◆ RECORDS TO PROCESS:
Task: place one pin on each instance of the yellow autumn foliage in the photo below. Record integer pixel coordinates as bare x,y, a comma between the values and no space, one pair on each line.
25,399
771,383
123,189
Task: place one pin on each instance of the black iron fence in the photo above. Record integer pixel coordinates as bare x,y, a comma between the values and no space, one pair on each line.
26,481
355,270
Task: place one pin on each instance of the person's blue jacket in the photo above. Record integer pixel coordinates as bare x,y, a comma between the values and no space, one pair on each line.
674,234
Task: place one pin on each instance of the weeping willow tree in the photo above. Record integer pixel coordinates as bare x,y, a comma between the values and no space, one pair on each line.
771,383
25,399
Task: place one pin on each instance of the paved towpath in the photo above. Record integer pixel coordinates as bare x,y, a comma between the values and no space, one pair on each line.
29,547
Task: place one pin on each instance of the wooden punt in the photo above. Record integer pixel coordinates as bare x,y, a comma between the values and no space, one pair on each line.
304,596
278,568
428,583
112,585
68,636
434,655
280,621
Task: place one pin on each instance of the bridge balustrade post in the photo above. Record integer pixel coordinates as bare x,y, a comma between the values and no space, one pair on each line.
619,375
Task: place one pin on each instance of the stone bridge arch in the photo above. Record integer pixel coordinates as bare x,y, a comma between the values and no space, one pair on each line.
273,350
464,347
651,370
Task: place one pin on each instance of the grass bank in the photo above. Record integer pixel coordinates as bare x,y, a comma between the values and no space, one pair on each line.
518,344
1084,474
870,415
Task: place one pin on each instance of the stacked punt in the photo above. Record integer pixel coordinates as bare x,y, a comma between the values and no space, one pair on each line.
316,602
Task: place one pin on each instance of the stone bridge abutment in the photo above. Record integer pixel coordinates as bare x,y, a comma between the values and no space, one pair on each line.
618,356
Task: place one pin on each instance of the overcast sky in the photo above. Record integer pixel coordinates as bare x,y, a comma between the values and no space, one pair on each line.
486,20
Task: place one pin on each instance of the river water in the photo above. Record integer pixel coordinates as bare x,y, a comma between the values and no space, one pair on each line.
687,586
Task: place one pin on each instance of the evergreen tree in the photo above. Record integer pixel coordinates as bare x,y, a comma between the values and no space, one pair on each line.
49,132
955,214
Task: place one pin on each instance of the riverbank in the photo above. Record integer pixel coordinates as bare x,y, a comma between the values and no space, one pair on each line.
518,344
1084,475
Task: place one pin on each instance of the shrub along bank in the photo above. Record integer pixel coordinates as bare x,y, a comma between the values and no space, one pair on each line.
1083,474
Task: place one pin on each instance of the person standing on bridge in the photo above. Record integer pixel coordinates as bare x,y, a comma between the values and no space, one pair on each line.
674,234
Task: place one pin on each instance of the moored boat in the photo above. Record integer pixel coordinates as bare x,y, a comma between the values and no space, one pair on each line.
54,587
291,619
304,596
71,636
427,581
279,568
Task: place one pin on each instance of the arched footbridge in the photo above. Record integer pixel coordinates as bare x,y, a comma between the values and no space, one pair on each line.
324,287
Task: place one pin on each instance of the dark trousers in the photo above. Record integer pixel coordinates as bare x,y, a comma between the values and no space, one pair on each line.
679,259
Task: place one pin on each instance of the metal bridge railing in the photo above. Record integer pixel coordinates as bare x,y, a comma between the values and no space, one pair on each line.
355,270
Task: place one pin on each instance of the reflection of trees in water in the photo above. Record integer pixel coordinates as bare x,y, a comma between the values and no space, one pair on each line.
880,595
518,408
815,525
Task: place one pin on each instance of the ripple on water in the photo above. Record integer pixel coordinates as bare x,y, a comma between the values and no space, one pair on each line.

◆ EXERCISE REQUIREMENTS: Your answer must consist only of the lines from the one containing "Task: place one pin on each instance of the person standing" through the last line of the data above, both included, exactly as written.

◆ ANSWER TO THE PROBLEM:
Task: place one pin on each instance of the person standing on bridge in the photo above. Record integer pixel coordinates as bare x,y, a comma between the values and no space, one pair on each line.
674,234
Task: place one pin on each instance of the moored boat in the photo above. Record integer pixel coordinates as bare x,y, a comma between the values and no space, one pair on each line.
54,587
291,619
304,596
71,636
427,581
279,568
Task: place one pin on each instance of the arched footbridge in the photo above. Record integer pixel coordinates as bare x,y, a comma between the values and no space, one pair on each line.
324,287
Task: place one pin on each instance of the dark trousers in the photo above. Record integer pixel coordinates as bare x,y, a comma between the values and no space, one pair on each line.
679,259
Task: place one pin on each instance of the metal bridge railing in the photo above. Record integer pixel coordinates as bare x,y, a comma between the values and no space, one pair on each line.
355,270
Task: place one pin on each instance of the reflection of trees in water in the photo above. Record integer pixel coordinates as bare x,y, a comma between the values and no space, one pair on each line.
880,595
518,408
815,525
Task: place one pin on each instance of the ripple on water in the photo above. Record integer pixel coordinates as bare x,y, a comma between the values and no space, one pair on each line.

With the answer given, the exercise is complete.